▶ [Selected extract]:
>> begin

DeSpirito: Pretty similar, it really is a global business and what we've seen is that we think about it in terms of the productivity of the R&D, and there indeed was a dip in the productivity of R&D, but all the companies pared back, got a little better at R&D and so we're starting to see the fruits of those efforts now.

Wall: What's the second sector that you like?

DeSpirito: Financials.

Wall: That's a quite controversial one.

DeSpirito: Sure.

Wall: I think even people would be with the shortest memories will remember everything that's happened, sort of, five or six years ago, but you are now feeling positive on them?

DeSpirito: We are and I think that's part of the painful memory of what happened in '08 is definitely what part makes these sectors attractive. What we see there is a sector that's really transformed itself. It's made a real significant change which is a change in the balance sheets.

The balance sheets they are required to have a lot more capital, they also – the assets that they are putting on their books are lot less risky and the liabilities are more liquid. Now most investors have looked then said, oh, well they will never be as profitable as they once were and so they are getting very low valuations.

In fact, the most discounted of any sector. We look at it, and say this is great because they are most stable now. They are going to be more utility-like going forward and the capital they hold today is sufficient, and even if we experience another violent global financial crisis like we did in '08, they should still have enough capital to survive and live another day.

Wall: So, is it back to sort of old school banking? You only lend out the money that you take in or is it are you seeing compelling reasons to invest in, sort of, investment banks as well?

>> end

▶ [Aim 1]:
Report each line of the records that contains the string "short". Case matters.

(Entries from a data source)
>> begin

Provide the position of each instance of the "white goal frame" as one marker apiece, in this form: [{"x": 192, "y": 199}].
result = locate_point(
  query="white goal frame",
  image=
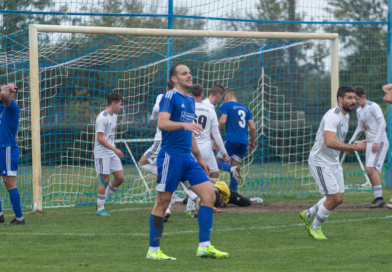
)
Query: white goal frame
[{"x": 34, "y": 70}]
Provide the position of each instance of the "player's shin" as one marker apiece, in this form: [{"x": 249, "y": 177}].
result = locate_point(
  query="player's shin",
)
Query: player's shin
[
  {"x": 205, "y": 225},
  {"x": 156, "y": 230}
]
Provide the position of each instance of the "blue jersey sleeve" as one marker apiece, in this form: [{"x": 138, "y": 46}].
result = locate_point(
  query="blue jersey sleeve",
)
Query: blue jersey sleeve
[{"x": 167, "y": 103}]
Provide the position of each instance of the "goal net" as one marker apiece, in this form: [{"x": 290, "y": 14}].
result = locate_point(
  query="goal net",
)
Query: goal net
[{"x": 284, "y": 79}]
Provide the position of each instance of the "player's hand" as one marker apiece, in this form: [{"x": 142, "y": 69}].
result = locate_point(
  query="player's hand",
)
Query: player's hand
[
  {"x": 195, "y": 128},
  {"x": 225, "y": 157},
  {"x": 119, "y": 153},
  {"x": 361, "y": 145},
  {"x": 375, "y": 147},
  {"x": 205, "y": 167},
  {"x": 251, "y": 146},
  {"x": 214, "y": 146}
]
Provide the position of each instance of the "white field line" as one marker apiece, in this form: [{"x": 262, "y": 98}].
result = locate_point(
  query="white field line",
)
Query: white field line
[{"x": 196, "y": 231}]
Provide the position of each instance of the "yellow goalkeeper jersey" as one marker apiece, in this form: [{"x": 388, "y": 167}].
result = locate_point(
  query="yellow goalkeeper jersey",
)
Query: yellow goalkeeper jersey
[{"x": 224, "y": 190}]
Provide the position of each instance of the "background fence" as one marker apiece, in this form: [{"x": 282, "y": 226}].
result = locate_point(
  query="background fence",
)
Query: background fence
[{"x": 365, "y": 59}]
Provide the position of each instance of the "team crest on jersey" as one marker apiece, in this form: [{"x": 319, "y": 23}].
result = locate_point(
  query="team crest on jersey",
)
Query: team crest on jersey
[{"x": 187, "y": 117}]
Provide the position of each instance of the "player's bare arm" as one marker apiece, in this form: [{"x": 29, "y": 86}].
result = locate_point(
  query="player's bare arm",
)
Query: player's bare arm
[
  {"x": 196, "y": 153},
  {"x": 165, "y": 124},
  {"x": 388, "y": 93},
  {"x": 102, "y": 141},
  {"x": 252, "y": 130},
  {"x": 5, "y": 95},
  {"x": 222, "y": 121},
  {"x": 332, "y": 142}
]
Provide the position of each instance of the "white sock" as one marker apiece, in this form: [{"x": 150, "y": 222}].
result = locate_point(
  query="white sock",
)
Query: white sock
[
  {"x": 377, "y": 191},
  {"x": 109, "y": 190},
  {"x": 101, "y": 202},
  {"x": 153, "y": 249},
  {"x": 321, "y": 216},
  {"x": 213, "y": 180},
  {"x": 204, "y": 244},
  {"x": 152, "y": 169},
  {"x": 311, "y": 213}
]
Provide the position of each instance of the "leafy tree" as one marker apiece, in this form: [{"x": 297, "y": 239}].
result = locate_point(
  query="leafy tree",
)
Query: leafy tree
[{"x": 363, "y": 58}]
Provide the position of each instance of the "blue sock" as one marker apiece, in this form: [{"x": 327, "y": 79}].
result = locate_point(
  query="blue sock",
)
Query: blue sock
[
  {"x": 15, "y": 202},
  {"x": 156, "y": 229},
  {"x": 205, "y": 223},
  {"x": 224, "y": 166},
  {"x": 233, "y": 183}
]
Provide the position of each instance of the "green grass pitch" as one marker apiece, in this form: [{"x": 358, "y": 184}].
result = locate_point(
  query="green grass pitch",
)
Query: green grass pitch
[{"x": 75, "y": 239}]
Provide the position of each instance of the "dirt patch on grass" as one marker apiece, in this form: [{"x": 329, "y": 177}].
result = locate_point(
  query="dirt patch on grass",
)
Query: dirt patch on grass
[{"x": 282, "y": 207}]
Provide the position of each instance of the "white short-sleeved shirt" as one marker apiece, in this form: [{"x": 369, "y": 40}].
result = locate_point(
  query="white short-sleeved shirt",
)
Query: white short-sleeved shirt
[
  {"x": 206, "y": 117},
  {"x": 207, "y": 102},
  {"x": 321, "y": 155},
  {"x": 368, "y": 116},
  {"x": 155, "y": 111},
  {"x": 106, "y": 124}
]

>> end

▶ [Aim 2]:
In the interview excerpt, which sector does DeSpirito give as the second favored one?

▶ [Exercise result 1]:
Provide the position of each instance of the "white short-sleeved shirt" as one marker apiece, in this form: [{"x": 369, "y": 40}].
  query="white short-sleeved shirt",
Query: white short-sleeved shirt

▶ [Exercise result 2]:
Financials.